* Begin Entries *

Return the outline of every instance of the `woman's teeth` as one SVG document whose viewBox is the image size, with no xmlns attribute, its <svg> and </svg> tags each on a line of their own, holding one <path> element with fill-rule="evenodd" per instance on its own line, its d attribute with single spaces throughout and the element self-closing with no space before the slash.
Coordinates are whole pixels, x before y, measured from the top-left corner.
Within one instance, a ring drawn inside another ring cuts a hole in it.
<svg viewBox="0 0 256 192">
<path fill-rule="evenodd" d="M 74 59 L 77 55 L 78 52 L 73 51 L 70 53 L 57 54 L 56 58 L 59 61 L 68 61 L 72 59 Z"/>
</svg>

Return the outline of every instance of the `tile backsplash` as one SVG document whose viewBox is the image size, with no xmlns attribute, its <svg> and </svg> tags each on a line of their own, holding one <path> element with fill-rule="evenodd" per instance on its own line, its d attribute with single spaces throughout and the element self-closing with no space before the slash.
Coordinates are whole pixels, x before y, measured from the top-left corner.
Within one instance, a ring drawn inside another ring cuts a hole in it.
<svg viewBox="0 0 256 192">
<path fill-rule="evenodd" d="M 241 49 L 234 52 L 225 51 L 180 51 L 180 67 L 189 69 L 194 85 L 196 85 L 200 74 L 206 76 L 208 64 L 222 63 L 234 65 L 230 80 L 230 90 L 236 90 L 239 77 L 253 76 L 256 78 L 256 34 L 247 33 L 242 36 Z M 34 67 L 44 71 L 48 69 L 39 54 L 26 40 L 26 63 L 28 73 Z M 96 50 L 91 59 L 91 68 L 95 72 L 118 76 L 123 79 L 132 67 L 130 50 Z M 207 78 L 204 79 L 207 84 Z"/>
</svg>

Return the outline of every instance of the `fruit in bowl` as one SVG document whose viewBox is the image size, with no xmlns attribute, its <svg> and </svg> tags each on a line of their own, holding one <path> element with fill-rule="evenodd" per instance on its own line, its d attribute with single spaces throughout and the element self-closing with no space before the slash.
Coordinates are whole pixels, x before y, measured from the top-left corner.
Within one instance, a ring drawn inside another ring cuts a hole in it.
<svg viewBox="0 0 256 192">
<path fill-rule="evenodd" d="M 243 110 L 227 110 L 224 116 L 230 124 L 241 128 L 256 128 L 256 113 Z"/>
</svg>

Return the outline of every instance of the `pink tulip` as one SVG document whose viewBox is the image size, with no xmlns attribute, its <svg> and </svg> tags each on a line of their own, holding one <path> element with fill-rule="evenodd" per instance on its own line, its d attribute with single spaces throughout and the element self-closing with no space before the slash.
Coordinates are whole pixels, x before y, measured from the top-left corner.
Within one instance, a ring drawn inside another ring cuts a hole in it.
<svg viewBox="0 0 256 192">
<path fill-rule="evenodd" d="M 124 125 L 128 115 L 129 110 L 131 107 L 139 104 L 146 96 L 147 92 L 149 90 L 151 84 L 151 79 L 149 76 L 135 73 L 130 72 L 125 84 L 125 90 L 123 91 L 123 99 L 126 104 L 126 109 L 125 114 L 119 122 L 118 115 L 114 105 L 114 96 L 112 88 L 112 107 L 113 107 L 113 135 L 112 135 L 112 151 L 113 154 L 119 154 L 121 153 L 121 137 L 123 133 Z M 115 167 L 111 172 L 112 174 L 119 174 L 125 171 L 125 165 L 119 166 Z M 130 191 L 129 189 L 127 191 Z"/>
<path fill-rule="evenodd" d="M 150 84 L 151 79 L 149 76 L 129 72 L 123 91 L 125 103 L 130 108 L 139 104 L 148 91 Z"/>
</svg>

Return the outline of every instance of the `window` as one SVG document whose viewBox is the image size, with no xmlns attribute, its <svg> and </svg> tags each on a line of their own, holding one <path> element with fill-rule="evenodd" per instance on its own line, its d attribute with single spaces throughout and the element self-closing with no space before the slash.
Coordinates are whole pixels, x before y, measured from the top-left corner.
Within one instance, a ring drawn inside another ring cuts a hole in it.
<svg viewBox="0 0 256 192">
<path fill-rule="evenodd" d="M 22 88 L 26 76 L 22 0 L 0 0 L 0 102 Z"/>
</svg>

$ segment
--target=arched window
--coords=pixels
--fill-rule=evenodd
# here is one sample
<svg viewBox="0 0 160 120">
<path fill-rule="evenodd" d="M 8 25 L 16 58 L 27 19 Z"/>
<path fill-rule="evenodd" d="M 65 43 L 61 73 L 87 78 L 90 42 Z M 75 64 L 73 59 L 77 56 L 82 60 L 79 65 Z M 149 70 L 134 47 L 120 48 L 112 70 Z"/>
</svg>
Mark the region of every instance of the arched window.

* End Entries *

**Task requirements:** Collect every line in the rows above that contains the word "window". Case counts.

**Solution below:**
Return the outline of every instance of the `window` as one SVG document whose viewBox is the image size, with no xmlns attribute, its <svg> and </svg> tags each on a line of their own, holding one <path> element with fill-rule="evenodd" per instance on its own line, its d attribute with single spaces throughout and the element self-closing with no space before the slash.
--target=arched window
Mark the region of every instance of the arched window.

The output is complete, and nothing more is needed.